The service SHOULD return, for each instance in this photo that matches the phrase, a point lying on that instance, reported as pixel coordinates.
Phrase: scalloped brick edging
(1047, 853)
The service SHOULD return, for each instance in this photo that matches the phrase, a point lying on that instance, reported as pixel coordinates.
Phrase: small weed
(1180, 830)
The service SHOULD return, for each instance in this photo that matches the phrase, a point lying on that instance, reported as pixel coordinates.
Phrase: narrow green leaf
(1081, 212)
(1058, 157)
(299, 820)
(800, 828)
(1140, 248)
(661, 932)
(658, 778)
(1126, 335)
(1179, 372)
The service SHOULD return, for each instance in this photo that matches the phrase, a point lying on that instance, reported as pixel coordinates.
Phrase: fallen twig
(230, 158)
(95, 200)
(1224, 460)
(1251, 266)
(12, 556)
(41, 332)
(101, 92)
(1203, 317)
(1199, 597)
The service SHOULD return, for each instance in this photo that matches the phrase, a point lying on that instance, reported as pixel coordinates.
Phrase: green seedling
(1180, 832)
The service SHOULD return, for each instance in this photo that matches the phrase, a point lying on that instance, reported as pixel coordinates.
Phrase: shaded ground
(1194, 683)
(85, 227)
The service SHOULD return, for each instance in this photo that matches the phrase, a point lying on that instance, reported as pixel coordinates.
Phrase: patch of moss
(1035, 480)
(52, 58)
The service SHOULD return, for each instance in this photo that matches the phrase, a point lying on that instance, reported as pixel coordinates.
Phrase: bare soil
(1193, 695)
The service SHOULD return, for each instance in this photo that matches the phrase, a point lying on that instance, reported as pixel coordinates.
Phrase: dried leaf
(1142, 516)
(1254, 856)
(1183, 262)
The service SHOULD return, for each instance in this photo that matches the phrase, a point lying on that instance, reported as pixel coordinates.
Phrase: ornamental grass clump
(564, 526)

PROBLEM STATEMENT:
In your response, give all the records again with nothing altered.

ANSWER BOX:
The service SHOULD return, for each instance in this photo that matches the phrase, a point lying on that instance, reported as pixel coordinates.
Phrase: scalloped brick edging
(1047, 853)
The service SHOULD return, for each instance in this photo that matches the phrase, a point lying on that instance, reported as pixel coordinates.
Phrase: small weed
(1180, 830)
The service SHOULD return, for each instance in this photo that matches the phrase, a point lying on that instance, reported as pixel coordinates.
Phrase: narrow green leaf
(1081, 212)
(1058, 157)
(299, 820)
(800, 828)
(1140, 248)
(661, 932)
(658, 778)
(1126, 335)
(1179, 372)
The service SHOULD return, for each instance in this photo that matches the phrase, a point lying on that instance, reported as pixel coordinates.
Phrase: fallen twig
(230, 158)
(95, 200)
(1224, 460)
(1251, 266)
(12, 556)
(41, 332)
(101, 92)
(1203, 317)
(1199, 597)
The service SHOULD return, for each instance in this photo that matches the phrase, a point lying on that instance, reported as pixel coordinates.
Phrase: green seedling
(1180, 832)
The service SHOULD return, for each instance in this photo that matches the phrase, a point lying on that instance, reported as pixel coordinates.
Phrase: shaded ground
(1194, 683)
(85, 227)
The service SHOULD return, for each instance in this photo that matches the phrase, a point lying on that instance, reported as pixel coordinates.
Phrase: patch of moss
(1035, 480)
(52, 58)
The service SHOULD return, for each instance in this photo that matches the phrase, a point lying on that instance, reported as pixel coordinates.
Phrase: bare soil
(1193, 695)
The service SHOULD return, for each instance in this photo that matches the phrase, a point lying on that instance, reported as pixel coordinates.
Phrase: dried leaf
(1142, 516)
(1254, 856)
(1183, 262)
The service SHOULD return, for each instance in this photo that matches the phrase, a point lying on that instance, reported as pixel coordinates.
Phrase: ornamental grass clump
(564, 526)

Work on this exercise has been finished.